> _About this task_
The output should be the records themselves, given again exactly.

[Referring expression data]
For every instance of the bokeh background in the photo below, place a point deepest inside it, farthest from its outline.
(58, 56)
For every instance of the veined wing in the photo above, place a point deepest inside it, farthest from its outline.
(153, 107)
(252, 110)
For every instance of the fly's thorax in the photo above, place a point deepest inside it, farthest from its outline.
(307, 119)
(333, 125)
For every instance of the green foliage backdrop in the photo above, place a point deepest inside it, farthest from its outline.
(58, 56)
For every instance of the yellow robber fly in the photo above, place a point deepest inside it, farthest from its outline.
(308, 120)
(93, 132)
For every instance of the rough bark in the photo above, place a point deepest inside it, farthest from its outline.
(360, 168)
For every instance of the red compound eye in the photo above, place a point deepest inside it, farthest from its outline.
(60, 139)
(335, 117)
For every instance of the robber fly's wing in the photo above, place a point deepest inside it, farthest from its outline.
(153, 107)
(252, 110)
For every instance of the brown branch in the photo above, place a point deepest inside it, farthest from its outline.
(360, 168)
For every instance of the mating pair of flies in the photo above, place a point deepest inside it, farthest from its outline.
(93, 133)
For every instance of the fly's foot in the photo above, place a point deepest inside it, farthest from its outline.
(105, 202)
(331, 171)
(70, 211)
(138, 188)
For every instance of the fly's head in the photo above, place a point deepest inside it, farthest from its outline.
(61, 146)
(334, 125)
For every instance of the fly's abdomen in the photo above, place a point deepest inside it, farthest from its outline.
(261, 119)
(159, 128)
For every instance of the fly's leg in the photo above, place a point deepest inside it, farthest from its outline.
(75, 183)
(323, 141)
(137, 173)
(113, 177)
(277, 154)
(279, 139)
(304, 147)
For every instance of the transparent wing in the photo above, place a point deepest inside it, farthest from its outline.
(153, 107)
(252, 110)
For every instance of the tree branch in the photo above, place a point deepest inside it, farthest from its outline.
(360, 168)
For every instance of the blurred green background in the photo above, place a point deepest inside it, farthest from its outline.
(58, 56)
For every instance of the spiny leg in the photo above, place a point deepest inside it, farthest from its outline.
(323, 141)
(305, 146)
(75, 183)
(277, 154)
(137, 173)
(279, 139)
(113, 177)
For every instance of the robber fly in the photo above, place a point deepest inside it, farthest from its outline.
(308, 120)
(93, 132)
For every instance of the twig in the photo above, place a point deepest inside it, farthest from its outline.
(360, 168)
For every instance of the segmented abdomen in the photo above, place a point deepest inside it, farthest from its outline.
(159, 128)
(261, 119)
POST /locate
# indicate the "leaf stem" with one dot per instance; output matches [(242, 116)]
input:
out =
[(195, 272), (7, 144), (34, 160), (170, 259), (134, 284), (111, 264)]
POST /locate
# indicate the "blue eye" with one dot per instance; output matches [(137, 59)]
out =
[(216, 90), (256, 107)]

> _Written solution_
For every instance of the bokeh background in the photo below, place a point deepest inside it, farthest from its outline.
(58, 56)
For every instance of the veined wing in the photo above, place a point deepest inside it, farthest from its outline.
(153, 107)
(252, 110)
For every instance of the fly's thorax in the photo above, place a point deepest inside it, farthest from its outline.
(307, 119)
(333, 125)
For every instance of the green foliage backdrop in the photo above, place a point deepest inside it, farthest from its outline.
(58, 56)
For every instance of the yellow robber fly in the photo above, place a point deepest inside it, farthest from its outline.
(308, 120)
(93, 132)
For every instance of the rough bark in the photo above, place a point deepest inside it, farthest from its outline.
(360, 168)
For every instance of the red compound eye in the photo above, place a point deepest inside it, farthest from its outline.
(60, 139)
(335, 117)
For every instance of the robber fly's wing in the photo above, place a point deepest inside it, farthest from its outline.
(153, 107)
(252, 110)
For every instance of the brown branch in the photo above, place a point deepest inside it, farthest from its outline.
(360, 168)
For every instance of the mating pair of flies in the photo above, place a point deepest inside it, farthest from its outline.
(93, 133)
For every instance of the fly's foot in the photo above, place a point deepest inside it, farthest from its outline.
(105, 202)
(331, 171)
(70, 211)
(138, 188)
For every instance of the fly's head in the photo above, place a point deepest inside it, farthest from its outline.
(61, 146)
(334, 125)
For every instance of the fly's abdomen in the photo above, place a point deepest inside it, farthest from its outline.
(261, 119)
(159, 128)
For every instance of the fly's leg in the photo above, place a point deepest inside it, farthest from its outline.
(75, 183)
(323, 141)
(137, 173)
(113, 177)
(277, 154)
(279, 139)
(304, 147)
For every instance of the transparent wing in the photo above, place a point deepest inside it, farthest from its outline.
(153, 107)
(252, 110)
For every instance of the tree branch in the photo above, place a point deepest inside it, farthest from its outline.
(360, 168)
For every instance of the blurred green background in the photo above, place a point deepest inside it, farthest from its outline.
(58, 56)
For every instance of the spiny leg in the photo above, place a point deepest inside it, farthest from its outline.
(323, 141)
(305, 146)
(75, 183)
(277, 154)
(137, 173)
(279, 139)
(113, 177)
For every instance of the robber fly in the photo above, place a point deepest inside it, farthest from its outline.
(308, 120)
(93, 132)
For every instance of the twig in the photo above, place a point deepest inside it, farthest from its outline.
(360, 168)
For every instance of the segmented abdomen in the photo above, place a point deepest inside it, farthest from its outline.
(159, 128)
(261, 119)
POST /locate
# indicate the "leaf stem" with one dot per instance; output matches [(242, 116)]
input:
out =
[(195, 272), (7, 144), (34, 160), (170, 259), (134, 284), (111, 264)]
POST /locate
# indicate the "blue eye" with one dot per instance; output matches [(137, 59)]
out =
[(216, 90), (256, 107)]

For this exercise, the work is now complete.